Objective =
Locate every line below that contains the word "dark", and copy each of those lines.

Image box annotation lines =
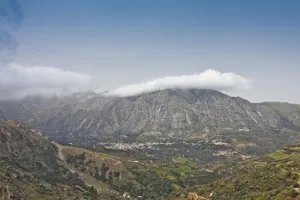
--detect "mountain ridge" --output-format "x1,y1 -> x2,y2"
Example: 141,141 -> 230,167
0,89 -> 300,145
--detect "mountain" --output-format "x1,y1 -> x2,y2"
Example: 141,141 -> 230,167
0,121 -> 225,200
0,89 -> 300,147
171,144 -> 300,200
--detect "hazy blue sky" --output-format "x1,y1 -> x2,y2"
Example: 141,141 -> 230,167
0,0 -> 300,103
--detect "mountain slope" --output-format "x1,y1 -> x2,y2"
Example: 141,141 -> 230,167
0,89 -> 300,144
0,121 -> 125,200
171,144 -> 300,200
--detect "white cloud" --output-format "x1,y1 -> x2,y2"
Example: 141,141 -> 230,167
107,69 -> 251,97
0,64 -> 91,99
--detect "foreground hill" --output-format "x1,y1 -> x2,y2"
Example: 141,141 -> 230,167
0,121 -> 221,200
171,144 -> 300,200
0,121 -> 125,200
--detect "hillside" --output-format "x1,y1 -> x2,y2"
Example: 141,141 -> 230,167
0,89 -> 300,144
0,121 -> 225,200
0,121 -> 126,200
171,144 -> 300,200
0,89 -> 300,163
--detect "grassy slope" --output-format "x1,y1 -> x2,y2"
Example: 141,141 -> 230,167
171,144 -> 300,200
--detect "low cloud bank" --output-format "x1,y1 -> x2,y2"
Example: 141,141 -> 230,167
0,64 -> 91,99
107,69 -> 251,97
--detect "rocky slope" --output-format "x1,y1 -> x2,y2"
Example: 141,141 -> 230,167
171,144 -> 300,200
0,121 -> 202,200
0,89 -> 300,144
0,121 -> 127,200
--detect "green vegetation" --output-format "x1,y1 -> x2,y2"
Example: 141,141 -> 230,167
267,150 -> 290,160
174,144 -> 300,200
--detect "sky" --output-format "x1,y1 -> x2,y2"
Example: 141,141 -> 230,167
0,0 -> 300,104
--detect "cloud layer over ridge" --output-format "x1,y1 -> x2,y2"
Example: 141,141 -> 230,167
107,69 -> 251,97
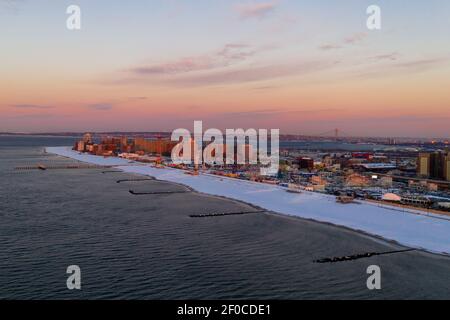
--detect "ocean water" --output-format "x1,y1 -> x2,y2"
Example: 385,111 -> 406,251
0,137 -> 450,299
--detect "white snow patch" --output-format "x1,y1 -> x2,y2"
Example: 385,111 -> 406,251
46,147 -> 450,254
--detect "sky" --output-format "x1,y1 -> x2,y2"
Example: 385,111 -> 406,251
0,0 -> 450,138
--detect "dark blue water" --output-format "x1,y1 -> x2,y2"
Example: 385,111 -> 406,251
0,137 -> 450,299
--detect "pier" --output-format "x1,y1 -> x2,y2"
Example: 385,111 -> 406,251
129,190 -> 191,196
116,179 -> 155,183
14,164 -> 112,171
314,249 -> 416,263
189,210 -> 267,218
...
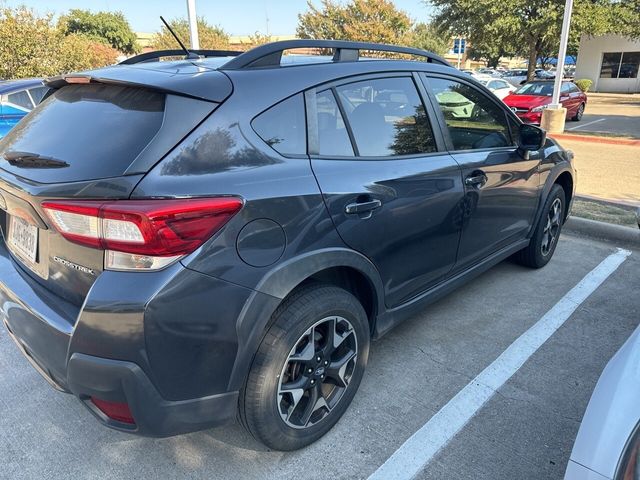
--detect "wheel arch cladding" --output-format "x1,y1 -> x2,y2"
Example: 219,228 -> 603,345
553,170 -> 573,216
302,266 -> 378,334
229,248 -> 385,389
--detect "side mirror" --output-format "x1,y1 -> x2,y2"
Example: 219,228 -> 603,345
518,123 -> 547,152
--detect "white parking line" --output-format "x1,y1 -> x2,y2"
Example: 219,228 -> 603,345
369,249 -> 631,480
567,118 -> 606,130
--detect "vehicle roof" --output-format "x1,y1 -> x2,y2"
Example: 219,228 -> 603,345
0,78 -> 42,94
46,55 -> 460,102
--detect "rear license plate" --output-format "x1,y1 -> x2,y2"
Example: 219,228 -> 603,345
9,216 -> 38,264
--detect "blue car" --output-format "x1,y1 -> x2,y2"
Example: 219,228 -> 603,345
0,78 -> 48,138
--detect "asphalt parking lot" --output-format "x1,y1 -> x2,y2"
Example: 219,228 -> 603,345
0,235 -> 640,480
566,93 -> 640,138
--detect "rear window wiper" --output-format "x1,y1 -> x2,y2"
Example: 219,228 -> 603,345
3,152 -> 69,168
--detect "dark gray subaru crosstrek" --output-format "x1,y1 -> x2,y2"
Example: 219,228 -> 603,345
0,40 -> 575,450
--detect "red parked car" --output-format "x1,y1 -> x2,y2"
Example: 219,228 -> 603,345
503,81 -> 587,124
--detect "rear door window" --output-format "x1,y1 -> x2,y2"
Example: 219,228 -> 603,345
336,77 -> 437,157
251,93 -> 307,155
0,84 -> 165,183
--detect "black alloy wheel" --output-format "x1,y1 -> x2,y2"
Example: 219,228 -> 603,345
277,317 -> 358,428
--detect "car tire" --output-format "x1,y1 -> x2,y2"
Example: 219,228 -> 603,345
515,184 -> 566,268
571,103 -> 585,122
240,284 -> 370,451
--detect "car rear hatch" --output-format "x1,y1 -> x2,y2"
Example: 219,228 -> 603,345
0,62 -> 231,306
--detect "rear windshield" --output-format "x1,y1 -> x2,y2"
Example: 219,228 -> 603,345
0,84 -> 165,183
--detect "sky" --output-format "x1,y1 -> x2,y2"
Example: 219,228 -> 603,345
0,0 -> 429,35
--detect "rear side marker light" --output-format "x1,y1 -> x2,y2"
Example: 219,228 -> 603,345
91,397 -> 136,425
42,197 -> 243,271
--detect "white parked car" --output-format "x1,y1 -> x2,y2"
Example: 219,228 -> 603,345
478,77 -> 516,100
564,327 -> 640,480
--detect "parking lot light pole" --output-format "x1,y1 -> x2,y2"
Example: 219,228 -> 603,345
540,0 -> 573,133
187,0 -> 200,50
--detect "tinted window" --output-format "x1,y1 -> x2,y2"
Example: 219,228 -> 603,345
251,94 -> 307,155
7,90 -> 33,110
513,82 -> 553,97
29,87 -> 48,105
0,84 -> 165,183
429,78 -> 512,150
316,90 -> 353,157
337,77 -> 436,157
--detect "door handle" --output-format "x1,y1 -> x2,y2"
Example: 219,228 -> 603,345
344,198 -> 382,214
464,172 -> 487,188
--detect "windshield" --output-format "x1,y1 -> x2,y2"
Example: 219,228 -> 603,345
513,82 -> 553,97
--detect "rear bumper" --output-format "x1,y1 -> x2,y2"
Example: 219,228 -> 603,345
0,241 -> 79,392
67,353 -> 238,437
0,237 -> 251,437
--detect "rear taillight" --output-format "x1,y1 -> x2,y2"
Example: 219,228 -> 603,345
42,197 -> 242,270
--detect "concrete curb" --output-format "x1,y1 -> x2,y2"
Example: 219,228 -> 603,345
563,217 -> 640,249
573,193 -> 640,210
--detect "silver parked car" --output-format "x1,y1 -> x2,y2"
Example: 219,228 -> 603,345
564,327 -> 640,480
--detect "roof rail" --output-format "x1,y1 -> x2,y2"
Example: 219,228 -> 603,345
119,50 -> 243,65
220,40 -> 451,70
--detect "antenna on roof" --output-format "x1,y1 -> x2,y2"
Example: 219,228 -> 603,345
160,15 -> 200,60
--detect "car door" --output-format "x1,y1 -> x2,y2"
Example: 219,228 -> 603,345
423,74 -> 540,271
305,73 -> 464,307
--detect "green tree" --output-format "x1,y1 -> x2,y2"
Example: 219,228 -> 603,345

Completed exercise =
--detect "dark blue water" --output-format "x1,y1 -> x2,y2"
--detect "dark gray subaru crosstrek" --output-format "x1,y1 -> x2,y2"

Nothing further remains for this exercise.